REQUIREMENTS:
A – Does each statement agree with the stadium post? For each, answer yes or no and quote the exact words from the stadium post that decide it. (i) Kompass is the largest stadium and airport food concession operator in the world. (ii) The loss figures are based on a 30,000-seat stadium. (iii) Harold Ballard received a large discount on stadium rental fees.
B – Copy out part of the stadium post word for word. Begin at the words "says that they" and stop after "the Tiger Cats.".

EXTRACTED TEXT:
● ● ● ● ● ● ●

$7,000,000

So what is the secret to getting tickets below face value, AKT? Help those of us who are dupes get on the discount train.

The 7 million loss figure comes from the City taking away
2 million dollars of the revenue that they are already earning.

and these losses are based on the 20,000 seat stadium
budgeted for by the Pan Am Games committees.

IMO, the stadium needs to be 30-35,000 seats or more
and be expandable for Grey Cup Games every 8 years

so food concession rights can sold for a much larger fee
and that can be shared by the Tiger Cats with the City.

Harold Ballard had the trucks packed
with all the Tiger Cats equipment

and he said he was moving the team
out of town until Ticat fans rebelled

and marched from City Hall
down to the stadium in protest

He backed off but he extracted his pound of flesh
and got all the food concession rights from the City,

The Ticats now have all those food concession rights, I believe,
and they have needed them just to survive at Ivor Wynne stadium.

Kompass who the Cats sold the food concession rights to

says that they are the worst food concession
facilities that they have to contend anywhere.

Kompass is the biggest stadium and airport
food concession operator in the world.

The more seats there are at the stadium
the bigger the take will be from food

and merchandise sales for the Tiger Cats.

Harold got an enormous discount in stadium rental fees

IMO, the Tiger Cats won't balk at a big increase there
if they are really happy with the stadium and it's location.

● ● ● ● ● ● ●

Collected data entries
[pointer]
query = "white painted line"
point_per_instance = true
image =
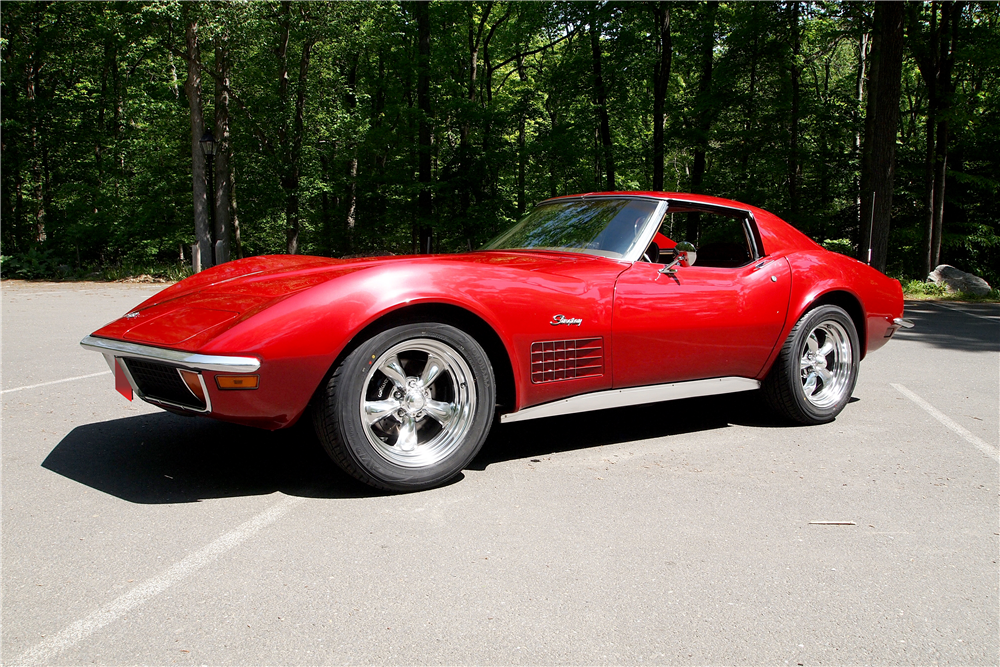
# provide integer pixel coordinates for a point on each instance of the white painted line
(44, 652)
(947, 421)
(46, 384)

● ● ● ● ● ● ●

TASK SOLUTIONS:
A –
(i) Yes: "Kompass is the biggest stadium and airport food concession operator in the world."
(ii) No: "these losses are based on the 20,000 seat stadium"
(iii) Yes: "Harold got an enormous discount in stadium rental fees"

B –
says that they are the worst food concession
facilities that they have to contend anywhere.

Kompass is the biggest stadium and airport
food concession operator in the world.

The more seats there are at the stadium
the bigger the take will be from food

and merchandise sales for the Tiger Cats.